任务简述 1
在这篇 Bishop 2 题解里，找出“暴力的bfs”代码中声明的所有全局数组，并写出它们的名字。
任务简述 2
按这篇 Bishop 2 题解的说法，用 01bfs 做时，如果扩展方向相同，边权是多少？
任务简述 3
请从这篇 Bishop 2 题解中一字不改地返回“注意vis数组也要开四个状态进行记录！！！”到“ios::sync_with_stdio(false); cin.tie(0); cout.tie(0)”之间的内容（含首尾）。

节选原文

####################

E – Bishop 2

题目描述：

给你一个n * n的矩阵，起点和终点确定，你只能沿对角线走，走的距离可以任意，但是从(x1, y1)走到(x2, y2)的过程中不能存在障碍物，且坐标必须合法，问最下需要几步能到达

思路：

经典bfs，第一反应是暴力bfs，四个方向，每个方向最多走n米…

这个题给了6秒，确实可以卡过去，不过很难卡:(

这个题可以用01bfs来做,,每个点只需要扩展四周的点然后记录扩展的方向,如果方向相同那么边权就是0,方向不同边权就是1

注意vis数组也要开四个状态进行记录！！！

暴力的bfs：

#include <bits/stdc++.h>
using namespace std;

#define endl '\n'
#define inf 0x3f3f3f3f
#define mod7 1000000007
#define mod9 998244353
#define m_p(a,b) make_pair(a, b)
#define mem(a,b) memset((a),(b),sizeof(a))
#define io ios::sync_with_stdio(false); cin.tie(0); cout.tie(0)
#define debug(a) cout << "Debuging...|" << #a << ": " << a << "\n";
typedef long long ll;
typedef pair <int,int> pii;

#define MAX 1500 + 50
int n, m, k;
int sx, sy, ex, ey;
char tr[MAX][MAX];

int dx[] = {1, 1, -1, -1};
int dy[] = {1, -1, 1, -1};
bool vis[MAX][MAX];
int ans[MAX][MAX];
pii q[5000000];

void bfs(){
    int fr = -1, ed = 0;
    q[++fr] = m_p(sx, sy);
    ans[sx][sy] = 0;
    while (ed <= fr) {
        auto now = q[ed++];
        if(now.first == ex && now.second == ey){
            cout << ans[ex][ey] << endl;
            return;
        }
        vis[now.first][now.second] = 1;
        for(int i = 0; i < 4; ++i){
            for(pii st = {now.first + dx[i], now.second + dy[i]};;st.first += dx[i], st.second += dy[i]){
                if(st.first > n || st.first < 1 ||
                   st.second > n || st.second < 1||
                   vis[st.first][st.second]||
                   tr[st.first][st.second] == '#')break;
                if(ans[st.first][st.second] != -1)continue;
                ans[st.first][st.second] = ans[now.first][now.second] + 1;
                q[++fr] = st;
            }
        }
    }
    cout << -1 << endl;
}

void work(){
    cin >> n;
    mem(ans, -1);
    cin >> sx >> sy >> ex >> ey;
    if(sx + sy + ex + ey & 1){
        puts("-1");
        return;
    }
    for(int i = 1; i <= n; ++i)scanf("%s", tr[i] + 1);
    bfs();
}


int main(){
    work();
    return 0;
}

优美的01bfs

#include <bits/stdc++.h>
using namespace std;

#define endl '\n'
#define inf 0x3f3f3f3f
#define mod7 1000000007
#define mod9 998244353
#define m_p(a,b) make_pair(a, b)

####################

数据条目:
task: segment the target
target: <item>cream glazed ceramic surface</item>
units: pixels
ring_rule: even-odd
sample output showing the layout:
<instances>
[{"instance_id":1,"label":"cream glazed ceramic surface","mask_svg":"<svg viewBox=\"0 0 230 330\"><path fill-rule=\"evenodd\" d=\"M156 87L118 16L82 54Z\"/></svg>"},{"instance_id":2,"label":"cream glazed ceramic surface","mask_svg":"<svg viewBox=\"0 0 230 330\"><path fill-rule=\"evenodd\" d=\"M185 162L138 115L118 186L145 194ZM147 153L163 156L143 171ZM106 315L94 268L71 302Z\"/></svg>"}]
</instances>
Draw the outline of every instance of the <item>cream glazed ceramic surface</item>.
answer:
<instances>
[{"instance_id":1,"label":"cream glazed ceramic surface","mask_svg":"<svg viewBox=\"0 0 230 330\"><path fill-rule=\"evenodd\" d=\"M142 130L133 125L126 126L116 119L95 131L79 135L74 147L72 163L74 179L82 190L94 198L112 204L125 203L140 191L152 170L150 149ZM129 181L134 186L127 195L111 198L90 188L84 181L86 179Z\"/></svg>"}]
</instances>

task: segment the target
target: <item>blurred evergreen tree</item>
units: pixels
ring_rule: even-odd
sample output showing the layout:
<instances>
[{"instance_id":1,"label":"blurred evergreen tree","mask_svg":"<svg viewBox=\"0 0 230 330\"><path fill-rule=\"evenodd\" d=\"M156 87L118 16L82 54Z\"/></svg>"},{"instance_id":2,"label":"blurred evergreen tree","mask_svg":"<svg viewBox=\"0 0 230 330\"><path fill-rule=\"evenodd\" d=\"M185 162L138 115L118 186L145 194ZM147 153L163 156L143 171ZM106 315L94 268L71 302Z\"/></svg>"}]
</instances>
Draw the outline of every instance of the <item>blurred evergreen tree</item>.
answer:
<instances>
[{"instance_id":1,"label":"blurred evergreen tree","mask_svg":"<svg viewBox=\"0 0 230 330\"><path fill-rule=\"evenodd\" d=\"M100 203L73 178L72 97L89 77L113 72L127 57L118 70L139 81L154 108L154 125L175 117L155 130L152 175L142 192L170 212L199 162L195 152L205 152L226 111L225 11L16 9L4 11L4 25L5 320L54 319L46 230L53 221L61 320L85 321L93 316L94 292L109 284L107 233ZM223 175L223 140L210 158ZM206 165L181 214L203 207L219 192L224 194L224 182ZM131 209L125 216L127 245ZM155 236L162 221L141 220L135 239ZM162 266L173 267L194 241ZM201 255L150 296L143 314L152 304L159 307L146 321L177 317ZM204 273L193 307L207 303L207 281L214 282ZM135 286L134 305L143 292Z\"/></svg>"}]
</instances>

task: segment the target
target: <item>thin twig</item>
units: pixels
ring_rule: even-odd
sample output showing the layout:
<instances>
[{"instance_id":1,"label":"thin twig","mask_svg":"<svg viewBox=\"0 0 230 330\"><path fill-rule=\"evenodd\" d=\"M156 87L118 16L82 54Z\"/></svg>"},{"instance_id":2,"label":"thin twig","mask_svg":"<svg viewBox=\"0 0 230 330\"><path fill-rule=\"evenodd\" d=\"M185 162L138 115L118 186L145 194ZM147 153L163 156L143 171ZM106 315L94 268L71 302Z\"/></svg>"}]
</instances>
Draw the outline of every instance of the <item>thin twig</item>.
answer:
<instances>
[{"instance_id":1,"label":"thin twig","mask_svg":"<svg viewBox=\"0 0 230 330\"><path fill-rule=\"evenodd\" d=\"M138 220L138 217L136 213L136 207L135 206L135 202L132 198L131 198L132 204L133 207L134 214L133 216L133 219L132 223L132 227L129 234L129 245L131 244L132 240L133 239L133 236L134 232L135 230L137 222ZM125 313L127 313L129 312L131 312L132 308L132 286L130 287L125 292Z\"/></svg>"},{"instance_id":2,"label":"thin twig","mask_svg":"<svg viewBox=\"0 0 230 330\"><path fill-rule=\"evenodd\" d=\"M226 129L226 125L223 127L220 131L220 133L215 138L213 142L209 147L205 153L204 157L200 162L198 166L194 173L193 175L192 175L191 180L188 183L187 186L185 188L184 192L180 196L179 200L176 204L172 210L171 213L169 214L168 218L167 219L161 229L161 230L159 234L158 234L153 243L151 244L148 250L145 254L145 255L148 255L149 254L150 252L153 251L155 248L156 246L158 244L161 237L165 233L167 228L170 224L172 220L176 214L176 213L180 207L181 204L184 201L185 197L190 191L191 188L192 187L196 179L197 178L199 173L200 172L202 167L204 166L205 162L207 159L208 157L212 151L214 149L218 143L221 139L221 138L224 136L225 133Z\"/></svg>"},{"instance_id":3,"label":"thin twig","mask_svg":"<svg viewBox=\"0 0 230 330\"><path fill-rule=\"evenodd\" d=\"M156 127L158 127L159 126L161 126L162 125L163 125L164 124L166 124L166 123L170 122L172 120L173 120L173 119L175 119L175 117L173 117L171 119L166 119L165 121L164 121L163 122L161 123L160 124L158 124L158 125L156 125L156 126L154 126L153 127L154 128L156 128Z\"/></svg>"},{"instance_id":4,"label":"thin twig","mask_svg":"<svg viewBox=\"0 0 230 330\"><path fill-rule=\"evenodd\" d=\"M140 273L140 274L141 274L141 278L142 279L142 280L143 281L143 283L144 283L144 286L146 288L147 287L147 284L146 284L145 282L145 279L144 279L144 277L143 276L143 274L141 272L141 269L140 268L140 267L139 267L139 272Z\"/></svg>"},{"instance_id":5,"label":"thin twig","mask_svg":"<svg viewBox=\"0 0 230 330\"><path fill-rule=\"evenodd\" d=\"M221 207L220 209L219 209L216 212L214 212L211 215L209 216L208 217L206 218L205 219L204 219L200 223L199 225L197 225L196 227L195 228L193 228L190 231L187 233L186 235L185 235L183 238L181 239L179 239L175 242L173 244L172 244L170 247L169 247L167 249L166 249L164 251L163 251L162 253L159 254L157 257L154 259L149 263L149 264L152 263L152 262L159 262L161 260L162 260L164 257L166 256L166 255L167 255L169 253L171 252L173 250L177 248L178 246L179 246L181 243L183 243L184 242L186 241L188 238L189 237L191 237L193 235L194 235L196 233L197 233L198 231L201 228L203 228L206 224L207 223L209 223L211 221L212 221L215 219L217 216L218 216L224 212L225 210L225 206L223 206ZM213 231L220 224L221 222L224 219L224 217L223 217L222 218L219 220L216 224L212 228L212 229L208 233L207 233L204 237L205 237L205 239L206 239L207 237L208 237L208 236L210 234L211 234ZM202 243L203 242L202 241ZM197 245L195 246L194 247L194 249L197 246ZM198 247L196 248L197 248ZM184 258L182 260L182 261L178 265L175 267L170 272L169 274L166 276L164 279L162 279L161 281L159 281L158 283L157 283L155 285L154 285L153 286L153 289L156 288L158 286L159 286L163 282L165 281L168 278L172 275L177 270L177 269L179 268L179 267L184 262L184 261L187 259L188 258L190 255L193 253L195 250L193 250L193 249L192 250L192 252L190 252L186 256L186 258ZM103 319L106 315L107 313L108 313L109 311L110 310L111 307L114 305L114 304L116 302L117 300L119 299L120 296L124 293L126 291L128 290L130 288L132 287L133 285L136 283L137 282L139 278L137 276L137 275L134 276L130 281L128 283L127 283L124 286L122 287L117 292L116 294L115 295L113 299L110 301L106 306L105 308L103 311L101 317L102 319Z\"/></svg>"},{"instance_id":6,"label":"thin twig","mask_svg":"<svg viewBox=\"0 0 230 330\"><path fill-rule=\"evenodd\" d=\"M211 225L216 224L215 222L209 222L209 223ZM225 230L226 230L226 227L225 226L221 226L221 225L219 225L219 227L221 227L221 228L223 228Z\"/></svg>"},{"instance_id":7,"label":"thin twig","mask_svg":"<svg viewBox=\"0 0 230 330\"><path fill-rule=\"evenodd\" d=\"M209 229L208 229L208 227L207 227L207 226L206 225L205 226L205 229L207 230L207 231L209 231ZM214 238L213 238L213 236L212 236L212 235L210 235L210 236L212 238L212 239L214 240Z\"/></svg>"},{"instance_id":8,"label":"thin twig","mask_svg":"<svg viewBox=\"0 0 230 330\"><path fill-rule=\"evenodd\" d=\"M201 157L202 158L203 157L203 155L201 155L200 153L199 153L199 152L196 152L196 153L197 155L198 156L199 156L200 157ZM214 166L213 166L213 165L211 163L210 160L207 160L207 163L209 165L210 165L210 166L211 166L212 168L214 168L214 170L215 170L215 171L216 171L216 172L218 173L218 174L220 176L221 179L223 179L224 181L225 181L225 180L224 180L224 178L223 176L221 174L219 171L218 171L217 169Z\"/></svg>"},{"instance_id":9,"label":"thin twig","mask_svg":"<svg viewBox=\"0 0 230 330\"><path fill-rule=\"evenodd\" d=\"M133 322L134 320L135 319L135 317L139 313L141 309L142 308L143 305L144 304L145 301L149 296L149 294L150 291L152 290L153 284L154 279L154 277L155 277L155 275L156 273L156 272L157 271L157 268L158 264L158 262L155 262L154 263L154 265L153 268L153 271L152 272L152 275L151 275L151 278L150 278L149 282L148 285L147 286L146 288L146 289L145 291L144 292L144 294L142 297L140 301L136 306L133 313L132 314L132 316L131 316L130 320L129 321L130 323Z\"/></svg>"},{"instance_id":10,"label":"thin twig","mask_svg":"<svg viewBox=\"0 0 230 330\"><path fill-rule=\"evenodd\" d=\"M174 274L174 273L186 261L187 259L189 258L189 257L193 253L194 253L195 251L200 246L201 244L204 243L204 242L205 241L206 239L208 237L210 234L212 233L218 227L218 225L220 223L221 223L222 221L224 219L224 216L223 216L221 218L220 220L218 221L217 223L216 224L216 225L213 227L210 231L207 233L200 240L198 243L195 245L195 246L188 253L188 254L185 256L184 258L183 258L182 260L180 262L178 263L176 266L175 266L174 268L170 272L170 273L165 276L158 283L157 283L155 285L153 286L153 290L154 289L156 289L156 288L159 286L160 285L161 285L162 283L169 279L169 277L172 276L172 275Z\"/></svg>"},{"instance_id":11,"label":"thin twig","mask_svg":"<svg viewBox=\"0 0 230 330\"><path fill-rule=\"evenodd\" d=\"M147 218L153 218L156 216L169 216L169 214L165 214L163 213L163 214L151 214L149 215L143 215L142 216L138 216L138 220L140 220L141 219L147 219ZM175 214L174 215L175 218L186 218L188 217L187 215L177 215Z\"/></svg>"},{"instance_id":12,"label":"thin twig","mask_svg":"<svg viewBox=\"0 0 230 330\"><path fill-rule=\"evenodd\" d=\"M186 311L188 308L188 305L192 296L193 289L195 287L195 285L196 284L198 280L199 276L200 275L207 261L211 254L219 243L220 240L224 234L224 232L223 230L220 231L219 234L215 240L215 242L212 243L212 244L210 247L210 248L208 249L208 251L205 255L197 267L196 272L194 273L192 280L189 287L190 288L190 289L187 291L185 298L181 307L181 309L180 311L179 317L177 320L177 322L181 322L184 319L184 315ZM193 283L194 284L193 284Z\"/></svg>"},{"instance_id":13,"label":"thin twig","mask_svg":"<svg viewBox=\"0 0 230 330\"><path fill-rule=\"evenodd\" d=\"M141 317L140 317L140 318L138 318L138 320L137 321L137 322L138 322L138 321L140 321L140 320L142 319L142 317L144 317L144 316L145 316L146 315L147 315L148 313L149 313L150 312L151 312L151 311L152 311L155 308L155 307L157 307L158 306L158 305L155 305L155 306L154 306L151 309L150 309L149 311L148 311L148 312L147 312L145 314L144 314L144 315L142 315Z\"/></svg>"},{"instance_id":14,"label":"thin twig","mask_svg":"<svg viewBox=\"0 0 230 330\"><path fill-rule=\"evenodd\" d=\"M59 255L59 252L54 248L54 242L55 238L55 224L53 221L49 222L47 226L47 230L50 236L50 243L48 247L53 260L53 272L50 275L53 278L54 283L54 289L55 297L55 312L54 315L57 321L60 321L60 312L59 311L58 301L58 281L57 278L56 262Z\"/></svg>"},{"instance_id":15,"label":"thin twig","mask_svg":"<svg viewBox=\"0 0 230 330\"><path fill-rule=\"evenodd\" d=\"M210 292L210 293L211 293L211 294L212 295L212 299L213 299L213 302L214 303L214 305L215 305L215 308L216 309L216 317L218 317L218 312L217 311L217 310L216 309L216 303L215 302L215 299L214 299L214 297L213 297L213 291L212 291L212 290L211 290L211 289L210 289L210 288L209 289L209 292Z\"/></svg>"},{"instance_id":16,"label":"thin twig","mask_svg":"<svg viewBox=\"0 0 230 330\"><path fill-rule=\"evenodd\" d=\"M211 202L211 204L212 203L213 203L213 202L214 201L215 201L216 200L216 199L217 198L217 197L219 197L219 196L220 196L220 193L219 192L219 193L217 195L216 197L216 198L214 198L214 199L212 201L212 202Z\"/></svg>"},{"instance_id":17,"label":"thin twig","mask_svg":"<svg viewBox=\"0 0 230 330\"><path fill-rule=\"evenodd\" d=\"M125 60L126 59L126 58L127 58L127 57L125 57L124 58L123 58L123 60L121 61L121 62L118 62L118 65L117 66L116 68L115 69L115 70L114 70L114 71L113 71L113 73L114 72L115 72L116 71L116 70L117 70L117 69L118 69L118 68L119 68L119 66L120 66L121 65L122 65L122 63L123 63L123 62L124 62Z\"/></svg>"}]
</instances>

####################

最终答案 1
tr、dx、dy、vis、ans、q

最终答案 2
边权是 0。

最终答案 3
注意vis数组也要开四个状态进行记录！！！

暴力的bfs：

#include <bits/stdc++.h>
using namespace std;

#define endl '\n'
#define inf 0x3f3f3f3f
#define mod7 1000000007
#define mod9 998244353
#define m_p(a,b) make_pair(a, b)
#define mem(a,b) memset((a),(b),sizeof(a))
#define io ios::sync_with_stdio(false); cin.tie(0); cout.tie(0)